Start of Block

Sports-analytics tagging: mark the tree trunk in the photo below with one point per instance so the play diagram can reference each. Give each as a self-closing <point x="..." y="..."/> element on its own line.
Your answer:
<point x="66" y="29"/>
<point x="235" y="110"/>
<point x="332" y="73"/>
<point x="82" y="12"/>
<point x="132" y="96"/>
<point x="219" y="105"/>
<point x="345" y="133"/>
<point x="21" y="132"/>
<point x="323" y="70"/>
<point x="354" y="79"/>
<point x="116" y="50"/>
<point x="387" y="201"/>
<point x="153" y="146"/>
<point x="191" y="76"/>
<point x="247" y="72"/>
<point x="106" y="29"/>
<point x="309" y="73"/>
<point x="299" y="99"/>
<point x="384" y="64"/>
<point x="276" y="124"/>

End of Block

**TRY IT**
Print each entry above word for word, leaving none out.

**RESULT OF THIS TASK**
Sports-analytics tagging: mark the tree trunk in the photo below with one point per instance so the play diagram can reference each. Give each as a self-closing <point x="..." y="..."/> element on its own line.
Your answer:
<point x="66" y="29"/>
<point x="235" y="110"/>
<point x="332" y="73"/>
<point x="82" y="12"/>
<point x="132" y="96"/>
<point x="219" y="105"/>
<point x="345" y="133"/>
<point x="21" y="132"/>
<point x="323" y="70"/>
<point x="354" y="79"/>
<point x="116" y="50"/>
<point x="387" y="201"/>
<point x="153" y="146"/>
<point x="191" y="76"/>
<point x="247" y="72"/>
<point x="106" y="29"/>
<point x="309" y="73"/>
<point x="299" y="99"/>
<point x="384" y="64"/>
<point x="276" y="124"/>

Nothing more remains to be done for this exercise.